» Dokument
.....

# [gelöst] kde 4.6.2 Geräteüberwachung Laufwerke einbinden

## flammenflitzer

Hallo,

ich habe kürzlich ein neues /home-Verzeichnis angelegt. Wenn ich jetzt externe Festplatten (alle mit ntfs - ich nutzte dafür ntfs-3g) anschließe bietet mir die Geräteüberwachung an die Laufwerke mit Dolphin zu öffnen. Das klappt nicht. (Mitmeinem alten /home/.kde4 hat das funktioniert).

Einstelung der Geräteüberwachung:

Wird automatisch eingebunden ---> Automatisches Einbinden von Wechselmedien aktivieren x

                                             ---> Wechselmedien beim Anschluss automatisch einbinden x

                                                                  ---> Vorrangige Geräte-Behandlung dort habe ich bei den gelisteten, schon einmal (per root über konsole mittels temporär in der /etc/fstab erstellten mountpunkt) eingebundenen Geräten einen Haken bei "Automatisches Einbinden beim Anschluss des Gerätes" gemacht.

.....

» Eingabedaten der Übung
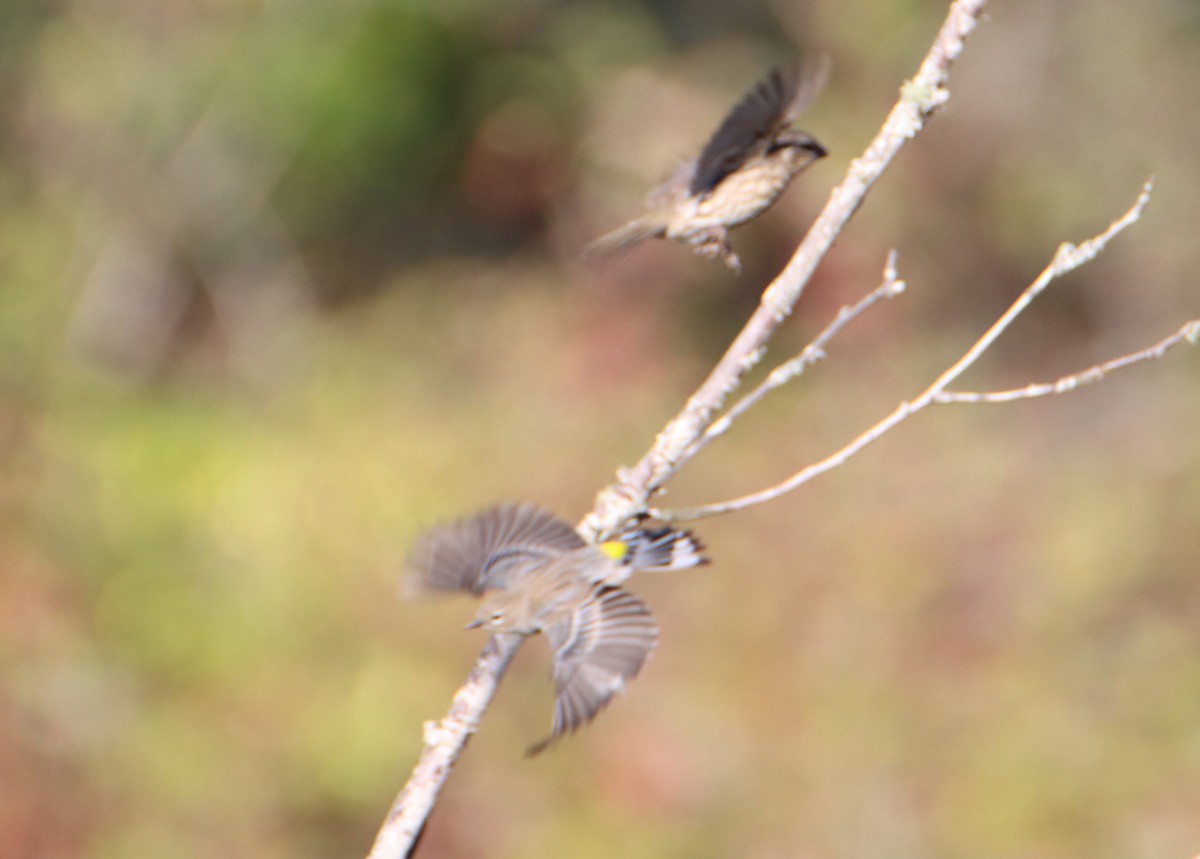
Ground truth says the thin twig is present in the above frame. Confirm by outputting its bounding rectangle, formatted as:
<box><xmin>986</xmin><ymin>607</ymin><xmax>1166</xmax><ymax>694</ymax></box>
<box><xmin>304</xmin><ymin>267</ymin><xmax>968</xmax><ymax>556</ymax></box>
<box><xmin>581</xmin><ymin>0</ymin><xmax>986</xmax><ymax>537</ymax></box>
<box><xmin>934</xmin><ymin>319</ymin><xmax>1200</xmax><ymax>406</ymax></box>
<box><xmin>684</xmin><ymin>251</ymin><xmax>905</xmax><ymax>459</ymax></box>
<box><xmin>652</xmin><ymin>181</ymin><xmax>1166</xmax><ymax>522</ymax></box>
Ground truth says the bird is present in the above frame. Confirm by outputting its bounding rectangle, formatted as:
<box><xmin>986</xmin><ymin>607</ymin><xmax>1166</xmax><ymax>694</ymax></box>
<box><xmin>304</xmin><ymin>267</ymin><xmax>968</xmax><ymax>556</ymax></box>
<box><xmin>407</xmin><ymin>503</ymin><xmax>708</xmax><ymax>755</ymax></box>
<box><xmin>584</xmin><ymin>56</ymin><xmax>829</xmax><ymax>271</ymax></box>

.....

» Zu erledigende Aufgaben
[A] Geben Sie aus dem Forenbeitrag alles von „## flammenflitzer“ bis hinunter zu „hat das funktioniert).“ wortgetreu wieder.
[B] Schreiben Sie sämtliche Zeilen der Datensätze erneut aus, wobei Sie „frame“ jedes Mal durch „image“ ersetzen und alles andere unverändert lassen; die Bilder lassen Sie dabei weg.
Der Forenbeitrag und die Datensätze stehen in keinem Zusammenhang miteinander.

» Antworten je Aufgabe
[A]
## flammenflitzer

Hallo,

ich habe kürzlich ein neues /home-Verzeichnis angelegt. Wenn ich jetzt externe Festplatten (alle mit ntfs - ich nutzte dafür ntfs-3g) anschließe bietet mir die Geräteüberwachung an die Laufwerke mit Dolphin zu öffnen. Das klappt nicht. (Mitmeinem alten /home/.kde4 hat das funktioniert).

[B]
Ground truth says the thin twig is present in the above image. Confirm by outputting its bounding rectangle, formatted as:
<box><xmin>986</xmin><ymin>607</ymin><xmax>1166</xmax><ymax>694</ymax></box>
<box><xmin>304</xmin><ymin>267</ymin><xmax>968</xmax><ymax>556</ymax></box>
<box><xmin>581</xmin><ymin>0</ymin><xmax>986</xmax><ymax>537</ymax></box>
<box><xmin>934</xmin><ymin>319</ymin><xmax>1200</xmax><ymax>406</ymax></box>
<box><xmin>684</xmin><ymin>251</ymin><xmax>905</xmax><ymax>459</ymax></box>
<box><xmin>652</xmin><ymin>181</ymin><xmax>1166</xmax><ymax>522</ymax></box>
Ground truth says the bird is present in the above image. Confirm by outputting its bounding rectangle, formatted as:
<box><xmin>986</xmin><ymin>607</ymin><xmax>1166</xmax><ymax>694</ymax></box>
<box><xmin>304</xmin><ymin>267</ymin><xmax>968</xmax><ymax>556</ymax></box>
<box><xmin>407</xmin><ymin>503</ymin><xmax>708</xmax><ymax>755</ymax></box>
<box><xmin>584</xmin><ymin>56</ymin><xmax>829</xmax><ymax>271</ymax></box>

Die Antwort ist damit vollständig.